## Consigne 1
Résumez l'homélie sur l'Évangile de la cananéenne en deux phrases.
## Consigne 2
D'après l'homélie sur l'Évangile de la cananéenne, à qui Jésus déclare-t-il avoir été envoyé ?
## Consigne 3
Relevez tous les sens que l'homélie sur l'Évangile de la cananéenne attribue aux réflexes ethniques présents en nous.

## Extrait du document
● ● ● ● ● ● ●
Homélie prononcée
par Monseigneur Laurent Camiade,
évêque de Cahors,
lors de la fête à Vaylats (France)
le 20 août 2017.
L’Évangile de la cananéenne n’est pas le plus facile à comprendre. Sans doute faut-il d’abord accepter d’être scandalisés par lui.
Jésus serait-il raciste ? L’Évangile ne craint pas, en tout cas, de laisser planer cette ambiguïté. Une étrangère se présente à lui, une cananéenne, dans un contexte où il y a encore des tensions fortes entre les juifs et les cananéens. Ces peuples n’ont ni les mêmes croyances ni les mêmes modes de vie. Des parallèles trop appuyés avec l’actualité seraient sans doute exagérés, mais quand nous voyons ce qui se passe dans notre monde, la violence et les difficultés de vivre ensemble entre populations de cultures différentes, nous pouvons facilement imaginer que la relation entre Juifs et Cananéens était difficile. Jésus est Dieu fait homme, comme Dieu il porte un regard plus élevé sur les querelles entre civilisations, mais comme humain, il se laisse animer aussi par certaines pulsions de rejet que nous connaissons nous aussi. Mais s’il fait cela, ce n’est pas pour céder au premier mouvement de son affectivité, c’est précisément pour nous montrer un chemin pour dépasser certains de nos instincts.
C’est très important de voir que l’Évangile ne fait pas comme si l’instinct de rejet n’existait pas dans l’homme. Il existe en nous des réflexes ethniques qui ont aussi leur sens, le sens très naturel de la protection de sa propre famille, de la défense de son groupe humain, de la survie de sa patrie, de son peuple. On ne peut pas, de manière simpliste, affirmer que toute l’humanité serait déjà capable, sur la terre, de ne faire qu’une seule communauté paisible. C’est vers cette direction que le Christ nous conduit, mais il ne fait jamais comme si c’était déjà réalisé ici-bas. Lui-même, quitte à choquer notre idéalisme, n’hésite pas à exprimer les premiers mouvements de son affectivité.
Autour de lui, les disciples le poussent à renvoyer carrément cette femme qui le poursuit de ses cris. Mais, nous pouvons voir qu’il ne suit pas non plus cette direction du rejet. Il part de ce qu’il est, au milieu d’un groupe humain particulier, celui où il s’est incarné, le peuple juif, et il exprime ce qui a du sens pour ce groupe : les juifs sont le peuple élu. Donc il dit “je n’ai été envoyé qu’aux brebis perdues de la maison d’Israël”. C’est, jusque-là, ce qui apparaissait. Mais Jésus, en affirmant cela, ne dit pas à la femme de partir, il ne la chasse pas. Il pose simplement le problème, la difficulté qui freine, en apparence, la possibilité de leur rencontre. Jésus est venu accomplir le destin du peuple juif. C’est à partir de là qu’il va sauver tous les hommes, mais en acceptant la condition particulière qu’implique l’incarnation : il est juif, parmi les juifs, se comportant comme un juif. L’incarnation fait aussi de lui un homme, au masculin, il n’a pas en lui toute la richesse affective dont l’humanité est capable et il veut sans doute avoir besoin de cette femme pour exprimer de manière plus complète son projet de Salut. Bien qu’il soit le Fils de Dieu et, comme tel, il sait déjà tout ce qui va se produire, il la laisse répondre, il donne à cette femme une place dans le débat.
● ● ● ● ● ● ●
## Segment de données
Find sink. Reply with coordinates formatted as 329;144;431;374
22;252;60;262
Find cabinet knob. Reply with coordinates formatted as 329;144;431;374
● ● ● ● ● ● ●
## Corrigé 1
L'homélie, prononcée par Mgr Laurent Camiade, évêque de Cahors, à Vaylats le 20 août 2017, observe que l'Évangile de la cananéenne laisse planer l'ambiguïté d'un Jésus animé par des pulsions de rejet envers une étrangère. Elle souligne que l'Évangile ne nie pas l'instinct de rejet présent en l'homme, et que Jésus, sans chasser la femme, pose la difficulté qui freine leur rencontre et lui donne une place dans le débat.

## Corrigé 2
Aux brebis perdues de la maison d'Israël.

## Corrigé 3
- La protection de sa propre famille
- La défense de son groupe humain
- La survie de sa patrie, de son peuple